Content starts

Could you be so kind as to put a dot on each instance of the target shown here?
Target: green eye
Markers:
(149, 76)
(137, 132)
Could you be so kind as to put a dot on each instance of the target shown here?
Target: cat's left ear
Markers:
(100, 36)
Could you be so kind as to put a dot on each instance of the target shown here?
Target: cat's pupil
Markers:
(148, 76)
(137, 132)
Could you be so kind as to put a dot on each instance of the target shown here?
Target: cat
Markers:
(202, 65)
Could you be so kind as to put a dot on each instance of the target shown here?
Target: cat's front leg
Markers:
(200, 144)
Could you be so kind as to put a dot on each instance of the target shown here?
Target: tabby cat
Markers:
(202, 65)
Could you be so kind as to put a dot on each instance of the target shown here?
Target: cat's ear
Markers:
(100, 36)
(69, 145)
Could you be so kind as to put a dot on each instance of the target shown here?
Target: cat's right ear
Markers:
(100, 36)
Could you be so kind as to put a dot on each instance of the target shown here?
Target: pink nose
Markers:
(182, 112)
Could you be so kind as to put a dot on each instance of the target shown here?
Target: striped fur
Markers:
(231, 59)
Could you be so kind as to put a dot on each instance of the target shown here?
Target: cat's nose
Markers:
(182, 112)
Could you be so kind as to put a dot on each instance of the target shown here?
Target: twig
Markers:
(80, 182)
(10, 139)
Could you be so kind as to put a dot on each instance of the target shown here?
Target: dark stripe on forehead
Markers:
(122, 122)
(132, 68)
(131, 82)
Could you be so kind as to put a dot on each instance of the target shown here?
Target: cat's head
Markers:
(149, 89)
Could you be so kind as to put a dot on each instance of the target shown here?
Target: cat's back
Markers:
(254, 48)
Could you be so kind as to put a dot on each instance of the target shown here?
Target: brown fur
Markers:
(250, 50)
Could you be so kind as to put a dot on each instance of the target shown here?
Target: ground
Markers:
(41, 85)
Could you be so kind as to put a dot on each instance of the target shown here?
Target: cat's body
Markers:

Content ends

GOAL OF THE EXERCISE:
Each line in the listing above is to be returned unchanged.

TASK SOLUTION:
Could you be so kind as to put a dot on each instance of the target shown here?
Target: green eye
Markers:
(149, 76)
(137, 132)
Could you be so kind as to put a dot on each instance of the target shown here?
Target: cat's left ear
Markers:
(100, 36)
Could you be so kind as to put a dot on each instance of the target shown here?
Target: cat's pupil
Markers:
(148, 76)
(137, 132)
Could you be so kind as to put a dot on each instance of the target shown here?
Target: cat
Markers:
(202, 65)
Could you be so kind as to put a dot on each instance of the target shown here?
Target: cat's front leg
Markers:
(200, 144)
Could you be so kind as to put a dot on each instance of the target shown here?
Target: tabby cat
Markers:
(202, 65)
Could you be so kind as to put a dot on each instance of the target shown here?
Target: cat's ear
Markers:
(100, 36)
(69, 145)
Could you be so kind as to put a dot on each instance of the target shown here?
Target: cat's right ear
Markers:
(100, 36)
Could you be so kind as to put a dot on each instance of the target shown here?
Target: pink nose
Markers:
(182, 112)
Could you be so kind as to put a dot on each instance of the target shown here?
Target: striped fur
Markers:
(231, 59)
Could you be so kind as to put a dot on each instance of the target shown here?
Target: cat's nose
Markers:
(182, 112)
Could you be so kind as to put a dot on each instance of the target shown here?
Target: twig
Markers:
(80, 182)
(10, 139)
Could you be so kind as to put a dot on each instance of the target shown here?
Target: dark stripe on forehead
Markers:
(122, 122)
(132, 68)
(131, 82)
Could you be so kind as to put a dot on each instance of the target shown here?
Target: cat's head
Markers:
(149, 89)
Could you be so kind as to put a dot on each instance of the target shown here?
Target: cat's back
Markers:
(254, 48)
Could you be so kind as to put a dot on each instance of the target shown here?
Target: brown fur
Markers:
(250, 50)
Could you be so kind as to put a dot on each instance of the target shown here?
Target: ground
Markers:
(41, 85)
Could you be so kind as to put a dot on each instance of the target shown here?
Target: cat's body
Markers:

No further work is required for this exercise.